原文选段:
────

哈哈镜中.悲喜因缘(上)──《如何学作罗霈颖的哥哥》之八

王子青蛙罗青

个性是一面哈哈镜

正如莎士比亚《皆大欢喜》一剧开场白所云:「世界一大舞台,男女不过演员。」(All the world's a stage, / And all the men and women merely players.)

如今,这世界不但是一个大舞台,而且还应该是一个充斥着「游乐场」、「欢乐园」、「狂欢节」、「屠宰场」、「选举季」、「集中营」、「疯人院」的人间购物中心 (Shopping Mall ),一切皆可扮演买卖,道德、正义、自由、民主、真理、权力、慈悲,全都急冻上市待价而沽,随意解冻相互串演登台。

至于舞台上演出的内容,从乐观享乐主义者观点看来,多半是喜剧,或看起来像悲剧的喜剧。从悲观苦修主义者的观点看,世界舞台上,永远遭悲剧霸占,或由看起来像黑色喜剧的悲剧主导。

────

输入记录:
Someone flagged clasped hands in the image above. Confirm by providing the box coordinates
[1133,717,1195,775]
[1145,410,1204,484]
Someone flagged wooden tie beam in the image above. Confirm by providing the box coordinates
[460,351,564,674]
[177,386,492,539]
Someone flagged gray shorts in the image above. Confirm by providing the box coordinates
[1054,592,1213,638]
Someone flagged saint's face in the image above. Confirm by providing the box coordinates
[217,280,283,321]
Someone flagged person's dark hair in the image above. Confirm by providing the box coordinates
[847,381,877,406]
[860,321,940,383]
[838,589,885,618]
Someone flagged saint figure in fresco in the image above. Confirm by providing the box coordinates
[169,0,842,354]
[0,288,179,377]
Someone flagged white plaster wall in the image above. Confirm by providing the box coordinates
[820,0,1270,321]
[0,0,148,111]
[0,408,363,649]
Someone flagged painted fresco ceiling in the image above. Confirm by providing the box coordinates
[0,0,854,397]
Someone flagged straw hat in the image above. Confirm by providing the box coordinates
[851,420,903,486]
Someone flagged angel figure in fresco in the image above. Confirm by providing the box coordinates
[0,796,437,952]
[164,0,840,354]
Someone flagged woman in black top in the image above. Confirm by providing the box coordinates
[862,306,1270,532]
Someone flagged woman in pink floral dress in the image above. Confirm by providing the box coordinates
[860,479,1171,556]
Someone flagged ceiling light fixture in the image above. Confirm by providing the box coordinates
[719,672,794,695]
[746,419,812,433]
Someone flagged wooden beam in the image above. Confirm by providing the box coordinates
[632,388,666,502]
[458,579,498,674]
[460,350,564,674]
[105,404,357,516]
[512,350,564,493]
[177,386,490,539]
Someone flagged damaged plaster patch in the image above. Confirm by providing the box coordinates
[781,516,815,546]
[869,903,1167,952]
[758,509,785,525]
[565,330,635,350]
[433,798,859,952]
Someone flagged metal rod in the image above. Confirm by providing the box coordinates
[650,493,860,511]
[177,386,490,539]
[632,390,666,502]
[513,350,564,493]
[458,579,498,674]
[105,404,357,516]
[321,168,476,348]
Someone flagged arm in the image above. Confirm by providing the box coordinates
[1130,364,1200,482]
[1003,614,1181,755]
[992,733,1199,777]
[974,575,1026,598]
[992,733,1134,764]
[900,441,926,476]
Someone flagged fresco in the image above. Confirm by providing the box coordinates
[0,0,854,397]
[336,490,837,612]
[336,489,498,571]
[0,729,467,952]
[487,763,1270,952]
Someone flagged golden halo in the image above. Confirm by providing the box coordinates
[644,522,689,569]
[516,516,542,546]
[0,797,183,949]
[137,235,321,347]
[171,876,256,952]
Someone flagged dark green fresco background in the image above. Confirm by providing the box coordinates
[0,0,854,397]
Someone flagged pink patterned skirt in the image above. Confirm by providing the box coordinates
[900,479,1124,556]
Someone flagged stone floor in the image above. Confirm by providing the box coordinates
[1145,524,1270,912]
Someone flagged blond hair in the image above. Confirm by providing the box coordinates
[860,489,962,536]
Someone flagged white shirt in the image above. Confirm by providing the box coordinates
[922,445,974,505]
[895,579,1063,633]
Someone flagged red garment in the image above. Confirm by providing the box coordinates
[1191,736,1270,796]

────

任务要求:
1. 请将记录中从含有"Someone flagged red"的一行起至记录末尾（首尾两行均包括在内）输出为两列CSV，列名分别为"条目"与"回答"。每条记录占一行，其文字与答复各置于一个带引号的字段中，字段内的换行改为空格。
2. 请续写这篇论世界舞台与悲喜剧的文章，从其最后一句之后接着写下去。

书面答复:
1.
条目,回答
"Someone flagged red garment in the image above. Confirm by providing the box coordinates","[1191,736,1270,796]"

2.
喜剧论者,弄到最后,容易玩世不恭 (cynicism);悲剧论者,到头来常陷入遁世嫉俗(misanthropist)。实际上,所有人间购物舞台上演出的戏剧,只有一种,那就是悲喜剧加喜悲剧,像古老又新潮的猫熊,黑眼圈永远是忧愁八字型,胖身体又老是充满了喜剧感。

舞台上常见哈哈镜(distorting mirror),藉凸凹不平的镜面,导致不规则光线反射与聚焦,扭曲反映人形物象,突梯滑稽,恐怖变形,令人在惊奇之余,或皱眉大怒,或失声狂笑。放置在游乐场、欢乐园、狂欢节中的哈哈镜,多半是显性的;安装于屠宰场、集中营、疯人院、选举季中的哈哈镜,多半是隐形的。

不过一般人,对哈哈镜的反应,多半是一笑置之,喜多于悲,因此又称做funhouse mirror(乐园镜) 或 carnival mirror(狂欢镜)。个性不同的男男女女,是患有各种瑕疵的哈哈镜,各自以独特的「个性的镜面」,反映或悲或喜的命运与爱情

存在主义小说家卡谬 (Albert Camus 1913-1960) 说过一句耐人寻味的话:「不依靠希望与未来,意味着人更能随心所欲。」(That privation of hope and future means an increase in man's availability.)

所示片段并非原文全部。